┌──
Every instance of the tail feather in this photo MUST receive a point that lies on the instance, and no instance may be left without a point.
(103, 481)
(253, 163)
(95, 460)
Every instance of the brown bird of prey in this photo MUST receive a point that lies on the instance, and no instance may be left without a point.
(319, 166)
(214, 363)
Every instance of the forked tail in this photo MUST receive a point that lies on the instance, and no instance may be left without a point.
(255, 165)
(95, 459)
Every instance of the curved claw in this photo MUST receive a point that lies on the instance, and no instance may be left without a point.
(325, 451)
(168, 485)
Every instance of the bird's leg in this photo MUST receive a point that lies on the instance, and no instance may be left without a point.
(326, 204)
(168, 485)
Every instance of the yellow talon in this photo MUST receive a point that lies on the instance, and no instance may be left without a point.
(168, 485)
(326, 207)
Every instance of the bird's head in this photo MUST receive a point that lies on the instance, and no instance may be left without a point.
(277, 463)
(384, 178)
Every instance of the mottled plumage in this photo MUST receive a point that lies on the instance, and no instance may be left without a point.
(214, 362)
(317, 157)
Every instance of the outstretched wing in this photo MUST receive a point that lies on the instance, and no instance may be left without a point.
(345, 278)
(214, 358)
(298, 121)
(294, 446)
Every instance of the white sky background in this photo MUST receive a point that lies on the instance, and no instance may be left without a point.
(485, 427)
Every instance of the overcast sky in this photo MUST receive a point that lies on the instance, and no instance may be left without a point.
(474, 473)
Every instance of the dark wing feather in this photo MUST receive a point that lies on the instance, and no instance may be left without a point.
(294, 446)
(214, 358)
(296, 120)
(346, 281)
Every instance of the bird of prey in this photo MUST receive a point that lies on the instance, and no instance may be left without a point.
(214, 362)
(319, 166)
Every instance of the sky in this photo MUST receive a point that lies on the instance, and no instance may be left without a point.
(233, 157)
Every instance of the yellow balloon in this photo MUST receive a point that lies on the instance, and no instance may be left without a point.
└──
## The request
Print again each line of the listing above, exactly as it appears.

## Final result
Every instance of the tail feather in this photo MUST receive a point that lies on the instance, and no instance may be left without a point.
(103, 481)
(253, 163)
(95, 460)
Every instance of the brown bird of prey in this photo MUST receive a point that lies on the instance, and no instance may be left without a point.
(319, 166)
(214, 363)
Every instance of the forked tail in this photo MUST receive a point that lies on the instance, and no instance may be left without a point.
(255, 165)
(95, 459)
Every instance of the curved claw in this photo MUST receive a point that lies on the instance, and no instance may be left without a point.
(325, 451)
(168, 485)
Every instance of the bird's leg in this photo MUST receive a point that lies on the instance, and no instance may be left without a point.
(326, 204)
(168, 485)
Every instance of the yellow talon in this photo MUST receive a point that lies on the instance, and no instance may be left without a point.
(168, 485)
(326, 207)
Every instance of the bird's head in this photo MUST receive a point that lies on the instance, and no instance may be left without a point.
(277, 463)
(384, 178)
Every instance of the mottled plumage in this photo MUST receive a point that lies on the instance, and no instance may be left without a point.
(214, 362)
(317, 157)
Every instance of the outstretched wing in this photo MUST receive a point that lies on the instance, and no instance may be left without a point.
(345, 278)
(214, 358)
(298, 121)
(294, 446)
Every instance of the white sky background in this photo MUST receive a point that lies on the instance, and no instance may be left without a point.
(485, 427)
Every instance of the overcast sky in this photo MUST receive a point that lies on the instance, and no instance may be left without a point.
(474, 473)
Every instance of the dark wing feather in this photo MUST receive a point that lies on the instance, and no instance may be left without a point.
(294, 446)
(214, 358)
(296, 120)
(346, 281)
Every instance of the bird of prey in this photo MUST receive a point that lies on the instance, and no instance may be left without a point.
(214, 362)
(319, 166)
Every instance of the sky in this photo MUST receive a point that lies on the instance, and no instance may be left without a point.
(233, 157)
Every instance of the yellow balloon in this photo MUST receive a point that lies on the instance, and no instance may be left without a point.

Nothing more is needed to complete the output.